● **Supplied data**
____________

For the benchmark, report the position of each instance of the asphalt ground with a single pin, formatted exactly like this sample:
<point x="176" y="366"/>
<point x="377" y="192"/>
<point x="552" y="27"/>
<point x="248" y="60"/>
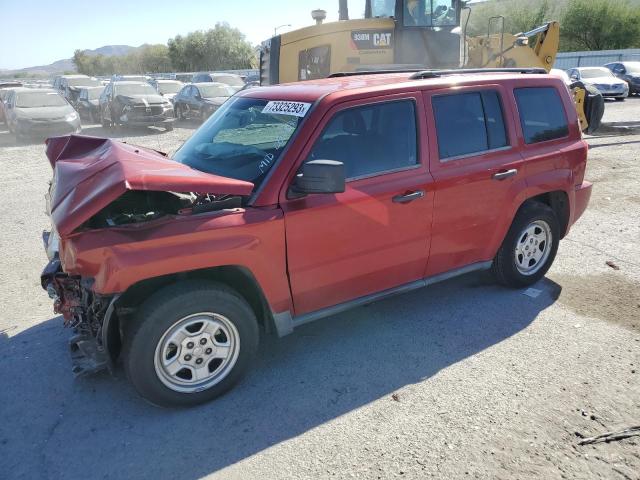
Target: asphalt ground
<point x="464" y="379"/>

____________

● **What needs to be done**
Reproduce the rows above with every occurrence of "asphalt ground" renamed to "paved surface" and nothing else altered. Leave the pictures out.

● **Solved exercise**
For the benchmark, report the position of each instance of the paved surface with a single pin, formatted exactly like this sample:
<point x="176" y="366"/>
<point x="377" y="192"/>
<point x="552" y="27"/>
<point x="248" y="60"/>
Target: paved surface
<point x="464" y="379"/>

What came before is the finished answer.